### Task list:
1. In the story excerpt, at least how long had you slept, according to the radiation readings?
2. Update the story excerpt by rewriting it from the words "You sigh in" through the words "turned cyan again.", with "black wool hat" changed to "gray knit cap".

Roll: Create and Advantage, DC: 2. 0 (dice) +0 (Investigate).
You hum in thought; getting a read on someone using these files was often a waste of time. They couldn't hope to convey even a tenth of what a person
was just by watching how they stood, or how they talked. Still, it was good to go over the basics again.
Star Lieutenant Fredrikson could now be revived at your convenience, though that left the tricky question of
how exactly you would go about it. You couldn't exactly pop his casket and stuff him into the cockpit right away; there's a
lot of delicate stuff to explain. The destruction of Station V-38, the compromised Hunter-Killers, the Anarchist base...
The radiation readings on Starlight's home –or rather the absolute lack of them- meant that you'd slept through
at least two centuries according to what the Anarchist Compact's TOE had to say about a
Semetri-Type 2 mine and its radiation decay. As for the upper bound… you didn't even want to think about it. That and the complete lack of signals traffic was quite the bombshell to drop on the Lieutenant… Stars, you were still reeling from it yourself. How you framed the news to Fredrikson would likely shape his expectations regarding the future of the
Iris and your 'task force' such as it was
. Come to think of it, it should shape yours as well.
You sigh in contentment now that the biocells have stopped pestering you for protein, but Starlight manages to pry off your jaw by using her tail as a merciless instrument of tickly doom, and soon she's asserting
her dominance by squatting atop your head like a black wool hat. She's pleasantly warm, so you leave her there as you yawn, mind abuzz with the thought of the
Iris having another crewmember.
"What say you, Private Starlight?" you ask her when her upside down head creeps over your vision, green eyes regarding you curiously before meowing solemnly. She's turned cyan again.
***
OOC:
-How you frame the good news to Fredrikson is important. No matter the technicalities before, you were basically a lone castaway struggling to survive. With Fredrikson's awakening comes a shift: from lone castaway to commanding officer of a functionally independent naval task force operating on what we might as well call wartime. That means setting the record clear on what exactly you are doing and what you expect of your subordinates. As the most senior republican officer present in the theatre of operations, it's up to you to set the objectives of your command, as tiny as it may be right now.
-The following example options all mix the way you perceive your objectives, where you see your authority deriving from , and the current driving impetus of your decisions. They will also mold Fredrikson's expectations (and yours!) regarding your future actions, at least until the known situation changes drastically enough. Write-Ins are encouraged, though I may edit them to better fit into the narrative.

### Supplied data:
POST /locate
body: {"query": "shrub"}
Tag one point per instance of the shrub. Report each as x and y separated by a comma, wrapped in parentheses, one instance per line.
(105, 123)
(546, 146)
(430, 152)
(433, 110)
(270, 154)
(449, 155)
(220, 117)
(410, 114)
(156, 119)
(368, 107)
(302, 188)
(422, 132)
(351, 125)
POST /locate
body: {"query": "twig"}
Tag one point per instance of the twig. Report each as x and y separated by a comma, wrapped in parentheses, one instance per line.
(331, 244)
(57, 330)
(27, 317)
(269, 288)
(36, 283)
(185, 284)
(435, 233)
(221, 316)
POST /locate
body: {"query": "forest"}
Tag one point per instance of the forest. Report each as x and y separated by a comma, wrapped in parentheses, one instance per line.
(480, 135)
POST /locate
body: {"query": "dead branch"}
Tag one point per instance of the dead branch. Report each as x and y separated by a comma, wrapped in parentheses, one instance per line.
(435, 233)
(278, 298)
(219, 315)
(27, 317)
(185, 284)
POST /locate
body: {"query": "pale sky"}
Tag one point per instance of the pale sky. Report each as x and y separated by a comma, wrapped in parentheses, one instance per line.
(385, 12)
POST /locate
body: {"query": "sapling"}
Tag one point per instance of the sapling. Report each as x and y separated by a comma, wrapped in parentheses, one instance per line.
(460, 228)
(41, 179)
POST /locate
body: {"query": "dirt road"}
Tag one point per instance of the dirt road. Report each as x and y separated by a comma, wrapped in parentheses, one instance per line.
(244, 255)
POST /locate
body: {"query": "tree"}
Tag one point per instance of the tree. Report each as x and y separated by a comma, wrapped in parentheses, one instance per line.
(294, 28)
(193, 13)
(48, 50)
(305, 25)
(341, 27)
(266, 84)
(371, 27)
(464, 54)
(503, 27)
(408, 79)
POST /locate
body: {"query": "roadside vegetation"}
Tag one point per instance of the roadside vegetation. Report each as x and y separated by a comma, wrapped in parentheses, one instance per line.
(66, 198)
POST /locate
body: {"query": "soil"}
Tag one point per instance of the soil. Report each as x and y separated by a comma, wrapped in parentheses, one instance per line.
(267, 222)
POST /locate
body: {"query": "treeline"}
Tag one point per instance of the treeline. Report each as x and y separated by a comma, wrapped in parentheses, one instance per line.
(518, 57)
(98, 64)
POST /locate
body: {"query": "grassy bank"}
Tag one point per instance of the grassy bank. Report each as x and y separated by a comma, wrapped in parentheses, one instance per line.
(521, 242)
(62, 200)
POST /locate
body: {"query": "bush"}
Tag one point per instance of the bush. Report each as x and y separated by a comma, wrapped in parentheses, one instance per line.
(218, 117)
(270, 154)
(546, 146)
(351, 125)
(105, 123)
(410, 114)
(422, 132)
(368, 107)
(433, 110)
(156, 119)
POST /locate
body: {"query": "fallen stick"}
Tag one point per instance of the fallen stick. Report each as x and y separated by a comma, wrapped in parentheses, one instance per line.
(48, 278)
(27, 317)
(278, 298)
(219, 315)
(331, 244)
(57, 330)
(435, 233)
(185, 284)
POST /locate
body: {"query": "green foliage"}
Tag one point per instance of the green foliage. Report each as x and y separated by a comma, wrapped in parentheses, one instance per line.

### Answers to the exercise:
1. At least two centuries.

2.
You sigh in contentment now that the biocells have stopped pestering you for protein, but Starlight manages to pry off your jaw by using her tail as a merciless instrument of tickly doom, and soon she's asserting
her dominance by squatting atop your head like a gray knit cap. She's pleasantly warm, so you leave her there as you yawn, mind abuzz with the thought of the
Iris having another crewmember.
"What say you, Private Starlight?" you ask her when her upside down head creeps over your vision, green eyes regarding you curiously before meowing solemnly. She's turned cyan again.